*** Records for this task Section Begins ***

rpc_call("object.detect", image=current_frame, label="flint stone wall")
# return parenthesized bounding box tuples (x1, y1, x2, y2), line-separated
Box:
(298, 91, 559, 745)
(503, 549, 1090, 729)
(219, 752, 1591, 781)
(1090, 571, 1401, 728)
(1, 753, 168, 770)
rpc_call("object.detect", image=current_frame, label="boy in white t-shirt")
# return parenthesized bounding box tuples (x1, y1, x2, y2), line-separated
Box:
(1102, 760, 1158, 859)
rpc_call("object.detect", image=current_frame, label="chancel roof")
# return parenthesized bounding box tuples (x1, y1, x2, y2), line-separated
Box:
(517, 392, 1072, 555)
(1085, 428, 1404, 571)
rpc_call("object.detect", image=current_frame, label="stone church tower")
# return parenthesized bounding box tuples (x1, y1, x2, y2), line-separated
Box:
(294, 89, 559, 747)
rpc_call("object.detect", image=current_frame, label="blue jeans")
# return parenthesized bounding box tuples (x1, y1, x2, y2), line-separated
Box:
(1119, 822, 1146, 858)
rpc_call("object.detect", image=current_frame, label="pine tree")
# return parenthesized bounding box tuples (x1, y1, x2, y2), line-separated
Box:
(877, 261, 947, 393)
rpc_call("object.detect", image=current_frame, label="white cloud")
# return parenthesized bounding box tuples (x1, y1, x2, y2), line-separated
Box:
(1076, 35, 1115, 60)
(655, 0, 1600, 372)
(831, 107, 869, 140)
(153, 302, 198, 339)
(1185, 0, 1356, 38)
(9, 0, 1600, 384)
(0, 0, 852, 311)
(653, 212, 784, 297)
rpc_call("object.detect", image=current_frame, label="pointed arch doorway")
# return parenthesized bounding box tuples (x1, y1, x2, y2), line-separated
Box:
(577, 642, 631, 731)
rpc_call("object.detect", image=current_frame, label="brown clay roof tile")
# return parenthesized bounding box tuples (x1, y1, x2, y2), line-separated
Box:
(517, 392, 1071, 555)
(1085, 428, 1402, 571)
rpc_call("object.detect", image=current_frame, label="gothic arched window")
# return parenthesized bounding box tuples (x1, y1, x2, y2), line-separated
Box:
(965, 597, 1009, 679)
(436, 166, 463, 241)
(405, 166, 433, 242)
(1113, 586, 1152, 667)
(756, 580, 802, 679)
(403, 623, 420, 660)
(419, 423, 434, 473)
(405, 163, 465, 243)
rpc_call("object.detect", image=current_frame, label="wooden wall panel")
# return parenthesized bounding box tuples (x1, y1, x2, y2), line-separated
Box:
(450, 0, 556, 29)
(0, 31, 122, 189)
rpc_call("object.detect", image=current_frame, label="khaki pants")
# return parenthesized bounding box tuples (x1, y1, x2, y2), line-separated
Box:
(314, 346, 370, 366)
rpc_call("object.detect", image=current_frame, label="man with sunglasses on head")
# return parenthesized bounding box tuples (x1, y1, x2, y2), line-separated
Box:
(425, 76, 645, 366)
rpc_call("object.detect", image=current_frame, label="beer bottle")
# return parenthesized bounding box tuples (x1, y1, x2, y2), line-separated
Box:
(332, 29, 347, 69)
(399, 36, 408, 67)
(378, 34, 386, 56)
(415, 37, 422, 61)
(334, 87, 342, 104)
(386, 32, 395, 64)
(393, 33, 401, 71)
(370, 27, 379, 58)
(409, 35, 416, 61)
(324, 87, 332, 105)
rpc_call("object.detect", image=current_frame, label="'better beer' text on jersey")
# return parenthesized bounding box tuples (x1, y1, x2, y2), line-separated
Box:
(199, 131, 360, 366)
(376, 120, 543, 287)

*** Records for this task Section Ends ***

● **What you should do**: Set down each line of the material above again, exactly.

● **Response to this task**:
rpc_call("object.detect", image=current_frame, label="flint stone wall")
# return parenthesized bounding box tuples (x1, y1, x2, y2), line-separated
Box:
(298, 91, 559, 745)
(503, 549, 1090, 729)
(219, 752, 1591, 781)
(1090, 571, 1401, 728)
(1, 753, 168, 770)
rpc_call("object.detect", image=current_frame, label="boy in white t-shirt")
# return parenthesized bounding box tuples (x1, y1, x2, y2), line-separated
Box:
(1102, 760, 1158, 859)
rpc_call("object.detect", image=current_frame, label="chancel roof")
# return parenthesized bounding box tuples (x1, y1, x2, y2), line-separated
Box:
(517, 392, 1072, 555)
(1085, 428, 1404, 571)
rpc_call("object.detect", image=current_frame, label="stone church tower")
# return parenthesized bounding box tuples (x1, y1, x2, y2), line-separated
Box:
(294, 89, 559, 747)
rpc_call("object.detect", image=current_frame, label="blue jeans")
# return parenthesized bounding box tuples (x1, y1, x2, y2), line-separated
Box:
(1119, 822, 1146, 858)
rpc_call("object.detect", image=current_frame, label="pine tree")
# return parenthesized bounding box tuples (x1, y1, x2, y2), line-separated
Box:
(877, 261, 947, 393)
rpc_call("object.detect", image=current_frame, label="white cloud")
# return parenthesized bounding box tuples (x1, y1, x2, y2), line-separated
Box:
(1076, 35, 1115, 60)
(655, 0, 1600, 372)
(831, 107, 869, 140)
(153, 302, 198, 339)
(1185, 0, 1356, 38)
(9, 0, 1600, 384)
(0, 0, 852, 311)
(653, 212, 784, 297)
rpc_call("object.detect", image=current_frame, label="pointed arch doorway")
# return parenthesized bounding box tuples (x1, y1, x2, y2), line-separated
Box:
(577, 642, 631, 731)
rpc_call("object.detect", image=current_frame, label="brown clay roof tile")
# return parenthesized bounding box tuples (x1, y1, x2, y2), line-separated
Box:
(517, 392, 1071, 555)
(1085, 428, 1402, 571)
rpc_call("object.detect", image=current_frame, label="gothic arched window")
# return parenthesized bounding box tuples (x1, y1, x2, y2), line-separated
Box:
(965, 597, 1009, 679)
(436, 166, 463, 241)
(405, 166, 433, 242)
(1113, 586, 1152, 667)
(756, 580, 802, 679)
(403, 623, 420, 660)
(419, 423, 434, 473)
(405, 163, 465, 243)
rpc_call("object.detect", image=current_frame, label="wooden wall panel")
# return parenthesized bounding box tuples (x1, y1, x2, y2), line-separated
Box:
(450, 0, 556, 29)
(0, 31, 122, 189)
rpc_call("object.detect", image=current_frame, label="khaki pants")
# return parenthesized bounding box tuples (x1, y1, x2, y2), line-separated
Box:
(314, 346, 370, 366)
rpc_call("object.detect", image=current_frame, label="man with sunglasses on head")
# return parenthesized bounding box tuples (x1, y1, x2, y2), line-separated
Box:
(425, 76, 645, 366)
rpc_call("object.detect", image=current_frame, label="beer bottle")
# return parenthesized bounding box tuples (x1, y1, x2, y2), line-separated
Box:
(332, 29, 347, 69)
(399, 36, 408, 67)
(378, 34, 386, 56)
(415, 37, 422, 61)
(334, 87, 342, 104)
(386, 32, 395, 64)
(393, 33, 401, 71)
(370, 27, 379, 58)
(409, 35, 416, 61)
(324, 87, 332, 105)
rpc_call("object.detect", image=current_frame, label="'better beer' text on jersey")
# return parenthesized bounding box tuples (x1, y1, x2, y2), line-separated
Box:
(199, 131, 360, 366)
(376, 120, 543, 287)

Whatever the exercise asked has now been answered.